De Berg's collection of sound tape reels of interviews with writers, historians, artists, musicians and scientists such as Peter Sculthorpe, A. P. Elkin, Manning Clark, H. C. Coombs, Howard Florey, Jack Lang and Cardinal Norman Gilroy, is held by the National Library of Australia whose pioneering role as Australia's main collector and preserver of oral history (with more than 44,000 recordings by 1990) was initiated by de Berg's early efforts and Harold White's interest in the medium, and was a project that State Libraries have since followed.

Though men outnumber women in de Berg's recordings, ANU academic Barry York notes that it is a distinction of de Berg's collection that her subjects include so many Australian women, among them being Barbara Blackman who also recorded interviews, with artists in her case, Anne Summers, Bronwyn Yeates, Cheryl Adamson, Clair Isbister, Dulcie Deamer, Dulcie Holland, Elizabeth Durack, Elizabeth Guy, Elizabeth Harrower, Elizabeth Riddell, Enid Conley, Essie Coffey, Esther Paterson, Gwen Harwood, H. F. Brinsmead, Heather George, Helen Garner, May Gibbs, Hilda Abbott, Irene Greenwood, Jean Skuse, Jessie Scotford, Jessie Street, Jill Hellyer, Dorothea Mackellar, Joan Phipson, Judy Cassab, Kath Walker, Kathleen O'Connor, Kylie Tennant, Lorna Hayter, Maie Casey, Margaret Curtis-Otter, Marjorie Pizer, Miriam Hyde, Nancy Cato, Nancy Keesing, Nancy Robinson, Nerida Goodman, Ninette Dutton, Patsy Adam-Smith, Ruby Rich, Stroma Buttrose, Thelma Bate, Thelma Clune, Vicki Viidikas, and Vida Lahey.

QUESTIONS:
A - Does each statement agree with the text about de Berg's collection? Answer yes or no and quote the words that decide it.
(i) The National Library of Australia holds de Berg's collection.
(ii) Women outnumber men in de Berg's recordings.
(iii) The National Library of Australia had more than 44,000 oral history recordings by 1990.
B - Answer these from the text about de Berg's collection:
(i) Whose interest in the medium, along with de Berg's early efforts, initiated the National Library's role in oral history?
(ii) Who notes that so many Australian women among de Berg's subjects is a distinction of the collection?
(iii) Whom did Barbara Blackman interview?
C - In the text about de Berg's collection, change "National Library of Australia" to "State Library of Victoria" and write out everything from "De Berg's collection of" down to "have since followed.".
Rely on the text about de Berg's collection alone.

[Records from a data source]
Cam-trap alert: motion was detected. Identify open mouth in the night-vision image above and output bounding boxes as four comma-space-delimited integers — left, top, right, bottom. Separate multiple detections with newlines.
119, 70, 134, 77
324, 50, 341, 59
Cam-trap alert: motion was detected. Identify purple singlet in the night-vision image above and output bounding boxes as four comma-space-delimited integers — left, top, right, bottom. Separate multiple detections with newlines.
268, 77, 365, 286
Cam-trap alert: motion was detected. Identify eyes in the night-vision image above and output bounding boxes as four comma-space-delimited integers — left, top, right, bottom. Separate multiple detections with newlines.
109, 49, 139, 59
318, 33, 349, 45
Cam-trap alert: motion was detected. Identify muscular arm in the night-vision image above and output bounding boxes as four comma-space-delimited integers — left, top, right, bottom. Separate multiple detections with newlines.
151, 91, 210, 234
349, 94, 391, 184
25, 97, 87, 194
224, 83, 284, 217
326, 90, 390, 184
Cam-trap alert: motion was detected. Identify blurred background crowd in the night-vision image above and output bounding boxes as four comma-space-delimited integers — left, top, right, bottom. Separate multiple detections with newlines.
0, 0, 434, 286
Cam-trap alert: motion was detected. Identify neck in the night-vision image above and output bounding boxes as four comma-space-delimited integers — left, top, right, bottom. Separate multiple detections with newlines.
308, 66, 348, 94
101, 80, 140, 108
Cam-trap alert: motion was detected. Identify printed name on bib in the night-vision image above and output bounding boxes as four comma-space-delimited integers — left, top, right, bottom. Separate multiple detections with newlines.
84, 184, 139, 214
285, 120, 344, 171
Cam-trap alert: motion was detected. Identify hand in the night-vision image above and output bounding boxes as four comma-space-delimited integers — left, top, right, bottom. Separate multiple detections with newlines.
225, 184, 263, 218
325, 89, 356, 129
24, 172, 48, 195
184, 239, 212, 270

RESPONSES TO THE TASKS:
A -
(i) Yes: "is held by the National Library of Australia"
(ii) No: "Though men outnumber women in de Berg's recordings"
(iii) Yes: "with more than 44,000 recordings by 1990"

B -
(i) Harold White
(ii) ANU academic Barry York
(iii) Artists

C -
De Berg's collection of sound tape reels of interviews with writers, historians, artists, musicians and scientists such as Peter Sculthorpe, A. P. Elkin, Manning Clark, H. C. Coombs, Howard Florey, Jack Lang and Cardinal Norman Gilroy, is held by the State Library of Victoria whose pioneering role as Australia's main collector and preserver of oral history (with more than 44,000 recordings by 1990) was initiated by de Berg's early efforts and Harold White's interest in the medium, and was a project that State Libraries have since followed.